Task requirements: The answer must be an exact copy of the entries that follow, with all images removed.

The data:

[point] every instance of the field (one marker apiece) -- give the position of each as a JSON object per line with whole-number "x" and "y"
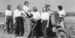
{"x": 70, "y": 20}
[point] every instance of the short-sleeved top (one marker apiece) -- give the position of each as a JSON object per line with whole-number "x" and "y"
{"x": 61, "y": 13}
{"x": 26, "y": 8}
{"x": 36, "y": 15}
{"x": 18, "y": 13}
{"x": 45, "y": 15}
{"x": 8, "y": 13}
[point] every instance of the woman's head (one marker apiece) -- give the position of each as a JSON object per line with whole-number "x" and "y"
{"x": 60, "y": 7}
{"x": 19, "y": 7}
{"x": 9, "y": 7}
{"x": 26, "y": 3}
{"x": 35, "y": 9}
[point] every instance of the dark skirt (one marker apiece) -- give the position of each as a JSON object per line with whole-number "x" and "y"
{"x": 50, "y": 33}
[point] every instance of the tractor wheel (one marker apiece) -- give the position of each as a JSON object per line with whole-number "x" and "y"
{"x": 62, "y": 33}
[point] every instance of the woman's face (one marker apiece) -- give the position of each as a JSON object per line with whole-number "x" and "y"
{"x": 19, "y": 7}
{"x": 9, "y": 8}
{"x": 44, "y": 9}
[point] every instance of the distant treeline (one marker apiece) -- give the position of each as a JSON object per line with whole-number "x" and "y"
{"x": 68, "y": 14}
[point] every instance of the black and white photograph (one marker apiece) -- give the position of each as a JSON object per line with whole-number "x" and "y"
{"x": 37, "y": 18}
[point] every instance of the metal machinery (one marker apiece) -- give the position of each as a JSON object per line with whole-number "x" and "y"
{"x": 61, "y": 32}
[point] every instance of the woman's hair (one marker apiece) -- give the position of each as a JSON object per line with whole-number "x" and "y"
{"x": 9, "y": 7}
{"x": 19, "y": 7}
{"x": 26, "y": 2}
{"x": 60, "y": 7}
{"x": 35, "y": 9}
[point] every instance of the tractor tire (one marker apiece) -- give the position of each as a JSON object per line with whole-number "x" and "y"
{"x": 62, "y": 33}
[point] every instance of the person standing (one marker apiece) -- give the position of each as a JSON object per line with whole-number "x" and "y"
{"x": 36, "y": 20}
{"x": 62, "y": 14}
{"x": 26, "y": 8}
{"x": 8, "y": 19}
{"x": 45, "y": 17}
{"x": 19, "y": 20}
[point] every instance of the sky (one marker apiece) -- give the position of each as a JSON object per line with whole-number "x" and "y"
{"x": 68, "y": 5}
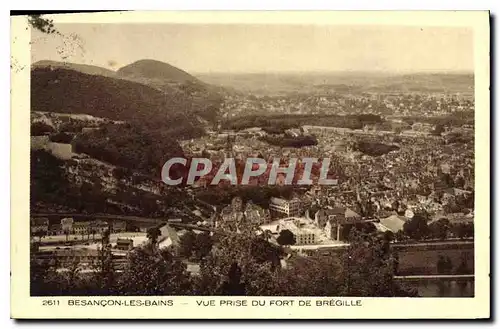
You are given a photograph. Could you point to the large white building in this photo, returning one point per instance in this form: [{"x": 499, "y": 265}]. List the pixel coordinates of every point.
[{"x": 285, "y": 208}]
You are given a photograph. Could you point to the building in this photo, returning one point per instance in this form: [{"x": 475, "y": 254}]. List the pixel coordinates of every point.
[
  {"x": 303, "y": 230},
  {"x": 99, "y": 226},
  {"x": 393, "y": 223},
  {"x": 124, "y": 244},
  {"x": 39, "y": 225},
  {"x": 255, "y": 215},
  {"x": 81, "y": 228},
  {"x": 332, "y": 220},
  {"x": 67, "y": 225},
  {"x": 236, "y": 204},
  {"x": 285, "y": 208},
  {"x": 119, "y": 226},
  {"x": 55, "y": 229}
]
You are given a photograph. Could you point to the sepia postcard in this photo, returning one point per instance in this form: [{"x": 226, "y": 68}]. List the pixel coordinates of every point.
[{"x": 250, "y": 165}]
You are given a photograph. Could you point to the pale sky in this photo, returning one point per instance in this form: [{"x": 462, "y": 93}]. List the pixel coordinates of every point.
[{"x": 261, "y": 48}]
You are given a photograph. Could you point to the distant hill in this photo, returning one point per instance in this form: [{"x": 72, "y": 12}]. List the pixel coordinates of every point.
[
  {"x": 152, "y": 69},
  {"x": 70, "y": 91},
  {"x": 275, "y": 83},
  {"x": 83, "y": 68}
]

Solved exercise:
[point] every instance of the field (one marker apiece) -- give the position of each as a JSON object per line with whole-number "x" and "y"
{"x": 70, "y": 20}
[point] every instance of the short-sleeved top (one marker apiece) -- give the position of each as a JSON object per line with whole-number "x" and "y"
{"x": 61, "y": 13}
{"x": 26, "y": 8}
{"x": 36, "y": 15}
{"x": 18, "y": 13}
{"x": 45, "y": 15}
{"x": 8, "y": 13}
[point] every instance of the woman's head (one marker apiece) -- give the position of each as a JSON object per line with whole-number "x" and "y"
{"x": 60, "y": 7}
{"x": 19, "y": 7}
{"x": 9, "y": 7}
{"x": 26, "y": 3}
{"x": 35, "y": 9}
[point] every instance of the dark skirt (one marker apiece) -- give the position of each as a JSON object per line with whole-number "x" and "y"
{"x": 50, "y": 33}
[point] every instance of the tractor wheel (one marker apiece) -- give the position of each as a JSON object per line with whole-number "x" and "y"
{"x": 62, "y": 33}
[point] every instance of the woman's face (one marker apiece) -- give the position of each as a JSON object per line with whole-number "x" and "y"
{"x": 19, "y": 7}
{"x": 9, "y": 8}
{"x": 44, "y": 9}
[point] every instance of the distant treeline (one marker apiece) -- give the position of each as a JSON object per line with whole-number "x" and "y"
{"x": 68, "y": 14}
[point] every instance of the black and white photograph (one marker apiece) -- give the position of each as a JSON object per line with whole-number "x" and "y"
{"x": 37, "y": 18}
[point] every instance of the metal machinery (one marker apiece) -- give the position of each as a JSON object per line with whole-number "x" and "y"
{"x": 61, "y": 32}
[point] every instance of the woman's hair (one marker apiece) -- give the position of each as a JSON object per line with whole-number "x" and "y"
{"x": 9, "y": 7}
{"x": 19, "y": 7}
{"x": 26, "y": 2}
{"x": 60, "y": 7}
{"x": 35, "y": 9}
[point] every instance of the tractor tire (one marker apiece) -- give the position of each as a JSON object per line with whole-number "x" and "y"
{"x": 62, "y": 33}
[point] every instance of the person standing (one marker apiece) -- give the position of each as a JSON object per line with whole-number "x" and "y"
{"x": 36, "y": 20}
{"x": 62, "y": 14}
{"x": 26, "y": 8}
{"x": 8, "y": 19}
{"x": 45, "y": 17}
{"x": 19, "y": 20}
[point] every instance of the sky (one marker apiece) -- give the position of each as a JSON object per line with whole-number "x" and "y"
{"x": 68, "y": 5}
You are given a photograph. Could you point to the large white building in this photo, returning one point per instance in this form: [{"x": 499, "y": 265}]. List the pixel coordinates of every point.
[{"x": 285, "y": 208}]
You are given a photograph. Could you point to the building in this photo, returning one point per instance in this form: [{"x": 475, "y": 254}]. List the pixel coordinates of every point.
[
  {"x": 303, "y": 230},
  {"x": 99, "y": 226},
  {"x": 393, "y": 223},
  {"x": 124, "y": 244},
  {"x": 39, "y": 225},
  {"x": 255, "y": 215},
  {"x": 81, "y": 228},
  {"x": 332, "y": 220},
  {"x": 67, "y": 225},
  {"x": 236, "y": 204},
  {"x": 285, "y": 208},
  {"x": 119, "y": 226},
  {"x": 55, "y": 229}
]
You are given a photograph. Could you point to the sepia postcard in this photo, returning one point per instance in this form: [{"x": 226, "y": 68}]. List the pixel coordinates of every point.
[{"x": 250, "y": 165}]
You are given a photograph. Could you point to the pale sky in this photo, returning one point per instance in this form: [{"x": 462, "y": 93}]. List the pixel coordinates of every point.
[{"x": 261, "y": 48}]
You are given a photograph. Could you point to the distant hill in this photo, returning one point per instance in this form: [{"x": 72, "y": 12}]. List the pixel coordinates of every point.
[
  {"x": 152, "y": 69},
  {"x": 70, "y": 91},
  {"x": 275, "y": 83},
  {"x": 83, "y": 68}
]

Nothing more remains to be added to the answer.